● **Текстовый блок**
- - -

“РУССКИЙ” – ИМЯ ПРИЛАГАТЕЛЬНОЕ… К УСАМ КАК ЧАСТИ ОБМУНДИРОВАНИЯ

Приступая к написанию этой статьи, я четко сознавала, что, по мнению многих потенциальных критиков, вообще не имела права ее писать. Во-первых, поводом для статьи послужил знаменитый фильм Никиты Михалкова “Сибирский цирюльник”, который я пока еще не видела, так как на премьере не присутствовала. Во-вторых, я не являюсь ни кинокритиком, ни историком. В-третьих, мои рассуждения по поводу мировой премьеры явно не вписываются в атмосферу всеобщего ликования на фоне фейерверков, блинов с икрой, стройных юнкеров и прочих атрибутов а-ля рюс.

За рамками этой статьи я оставлю обсуждение множества интересных вопросов. Не напоминает ли все это пир во время чумы? Откуда взялись и кому не достались деньги, затраченные российским правительством на съемку фильма? За счет каких средств Администрация президента будет расплачиваться за коммерческий кредит на организацию премьерного просмотра фильма в Кремлевском Дворце съездов? Кто и как определяет приоритеты финансирования различных проектов в области нашей полунищей культуры? Думаю, все эти вопросы относятся к разряду риторических.

Поговорим о другом. Фильм Михалкова преподносится автором российскому обществу не просто как отдельно взятое произведение киноискусства, а как некий символ. Символ возрождения российской культуры. Символ патриотизма. Последние недели с телеэкранов и газетных страниц не сходили интервью Михалкова и других участников этого проекта. Нам усиленно внушали, что император Александр был гуманнейшим и мудрейшим, что российская царская армия, а точнее, ее офицерство состояло из честнейших, образованнейших, умнейших, благороднейших людей. Что русский, наконец, – это вообще не национальность, а, по выражению Н. Михалкова, “имя прилагательное”. А потому русским офицером мог быть человек любой национальности.

Всем этим словам и утверждениям внимать отрадно. Никита Михалков – человек страстный, энергичный, в его устах все звучит очень убедительно. Даже когда он утверждает, что “усы – это часть обмундирования”, ему хочется аплодировать, не замечая некоторого несоответствия этого определения логике и нормам русского языка. Тем более хочется верить столь лестным для каждого русского (не в смысле имени прилагательного, а все-таки в смысле национальности) похвалам российскому офицерству. Хочется верить, да не получается. Собственная, пусть не столь уж высокая, как у царских офицеров, образованность мешает.

- - -

● **Поставленная задача 1**
Где, согласно статье о фильме «Сибирский цирюльник», организован премьерный просмотр фильма?
● **Поставленная задача 2**
Верните из статьи о фильме «Сибирский цирюльник» фрагмент, начиная со слов «Поговорим о другом.» и заканчивая словами «человек любой национальности.».
Записи, приведённые ниже, для работы не нужны.

Сохранённые записи данных:

- - -

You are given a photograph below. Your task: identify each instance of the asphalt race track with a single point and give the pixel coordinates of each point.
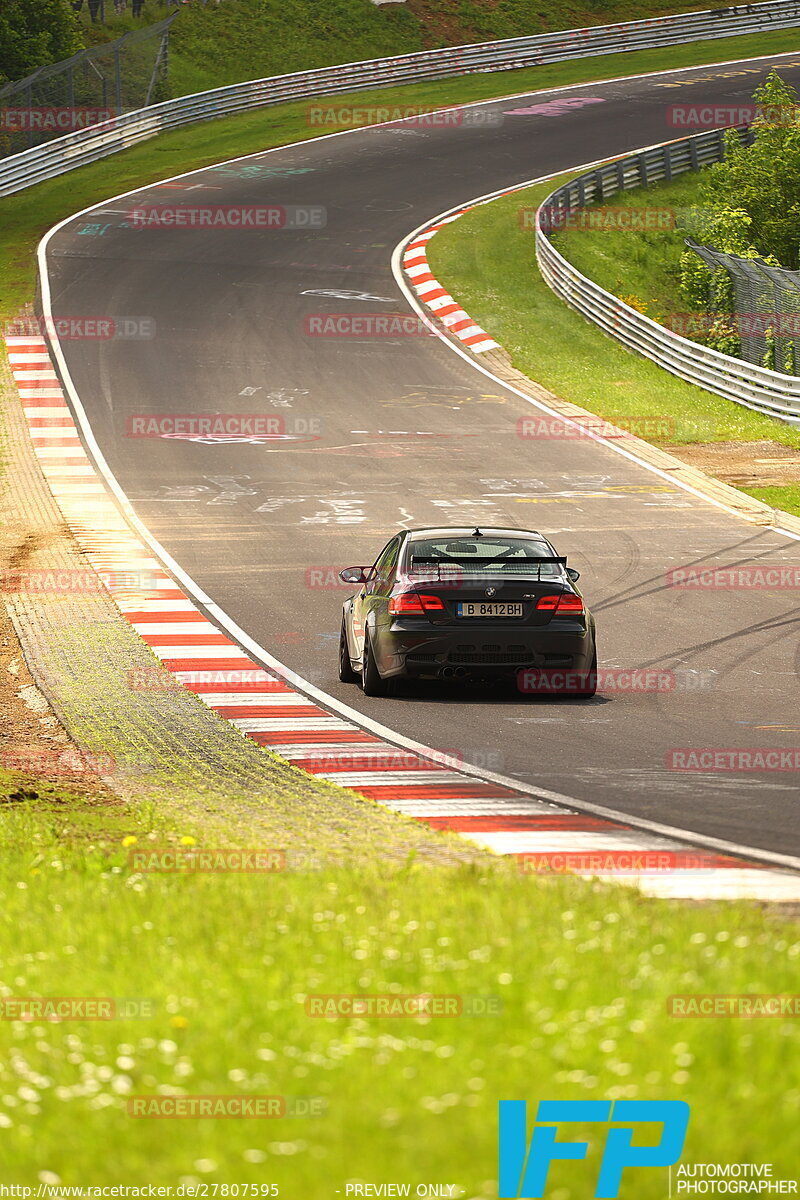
(404, 432)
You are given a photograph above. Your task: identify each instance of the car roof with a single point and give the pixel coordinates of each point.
(468, 531)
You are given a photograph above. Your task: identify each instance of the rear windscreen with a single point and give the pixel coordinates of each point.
(511, 556)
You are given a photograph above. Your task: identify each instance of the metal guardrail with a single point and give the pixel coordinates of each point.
(61, 155)
(745, 383)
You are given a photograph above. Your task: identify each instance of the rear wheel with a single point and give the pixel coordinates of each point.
(590, 687)
(371, 682)
(347, 675)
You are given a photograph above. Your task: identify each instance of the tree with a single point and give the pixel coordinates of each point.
(763, 180)
(35, 33)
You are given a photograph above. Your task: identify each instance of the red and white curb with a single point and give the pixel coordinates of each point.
(281, 718)
(438, 299)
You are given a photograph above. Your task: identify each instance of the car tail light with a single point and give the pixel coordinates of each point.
(410, 604)
(566, 604)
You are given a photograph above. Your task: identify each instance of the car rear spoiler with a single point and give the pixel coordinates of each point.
(425, 565)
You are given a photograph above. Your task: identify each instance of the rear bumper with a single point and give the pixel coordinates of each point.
(423, 652)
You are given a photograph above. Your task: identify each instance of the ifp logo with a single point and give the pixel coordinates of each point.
(523, 1170)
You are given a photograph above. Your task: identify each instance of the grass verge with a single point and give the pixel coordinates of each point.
(214, 45)
(783, 496)
(488, 262)
(222, 967)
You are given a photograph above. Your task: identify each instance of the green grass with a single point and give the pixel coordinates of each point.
(214, 45)
(488, 262)
(785, 497)
(582, 972)
(638, 264)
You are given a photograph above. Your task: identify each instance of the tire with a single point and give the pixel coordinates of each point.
(347, 675)
(371, 682)
(591, 681)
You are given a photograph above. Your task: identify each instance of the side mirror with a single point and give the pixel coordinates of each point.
(355, 574)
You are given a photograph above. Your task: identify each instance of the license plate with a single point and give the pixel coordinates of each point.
(479, 609)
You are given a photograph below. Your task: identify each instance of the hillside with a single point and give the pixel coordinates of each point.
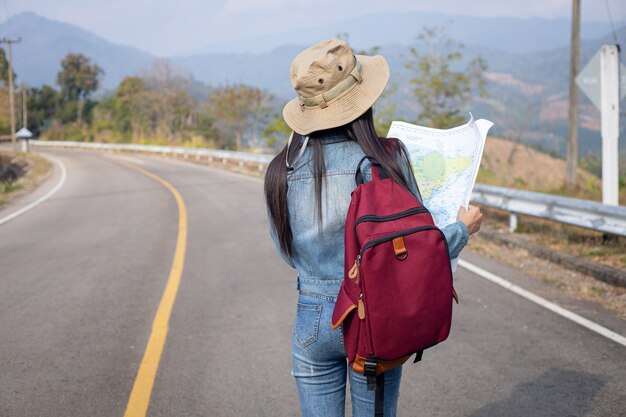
(515, 165)
(45, 42)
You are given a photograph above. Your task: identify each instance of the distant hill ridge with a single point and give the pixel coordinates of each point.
(46, 41)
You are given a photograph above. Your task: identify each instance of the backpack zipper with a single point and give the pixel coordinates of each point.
(354, 271)
(392, 237)
(396, 216)
(362, 309)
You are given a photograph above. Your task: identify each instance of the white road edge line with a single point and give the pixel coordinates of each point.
(544, 303)
(43, 198)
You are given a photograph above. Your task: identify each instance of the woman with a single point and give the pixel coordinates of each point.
(307, 189)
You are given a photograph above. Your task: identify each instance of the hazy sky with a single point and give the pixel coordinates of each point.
(167, 27)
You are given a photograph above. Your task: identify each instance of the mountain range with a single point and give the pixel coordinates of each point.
(528, 62)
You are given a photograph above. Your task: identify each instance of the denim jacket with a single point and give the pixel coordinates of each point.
(319, 249)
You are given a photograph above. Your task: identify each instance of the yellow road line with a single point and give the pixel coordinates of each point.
(142, 389)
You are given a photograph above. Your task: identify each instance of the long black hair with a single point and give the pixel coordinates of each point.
(390, 153)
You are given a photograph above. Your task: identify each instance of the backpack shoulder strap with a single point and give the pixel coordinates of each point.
(378, 172)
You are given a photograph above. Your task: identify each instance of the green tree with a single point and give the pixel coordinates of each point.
(276, 132)
(238, 109)
(439, 87)
(78, 79)
(43, 106)
(4, 68)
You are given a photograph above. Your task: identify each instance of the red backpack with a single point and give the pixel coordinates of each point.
(396, 296)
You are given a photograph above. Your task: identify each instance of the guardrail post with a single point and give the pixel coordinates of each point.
(513, 222)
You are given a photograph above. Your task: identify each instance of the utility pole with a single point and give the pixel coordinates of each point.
(24, 106)
(10, 43)
(572, 131)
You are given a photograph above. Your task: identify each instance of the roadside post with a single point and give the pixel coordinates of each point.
(23, 136)
(603, 80)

- - -

● **Полный ответ 1**
В Кремлёвском Дворце съездов.

● **Полный ответ 2**
Поговорим о другом. Фильм Михалкова преподносится автором российскому обществу не просто как отдельно взятое произведение киноискусства, а как некий символ. Символ возрождения российской культуры. Символ патриотизма. Последние недели с телеэкранов и газетных страниц не сходили интервью Михалкова и других участников этого проекта. Нам усиленно внушали, что император Александр был гуманнейшим и мудрейшим, что российская царская армия, а точнее, ее офицерство состояло из честнейших, образованнейших, умнейших, благороднейших людей. Что русский, наконец, – это вообще не национальность, а, по выражению Н. Михалкова, “имя прилагательное”. А потому русским офицером мог быть человек любой национальности.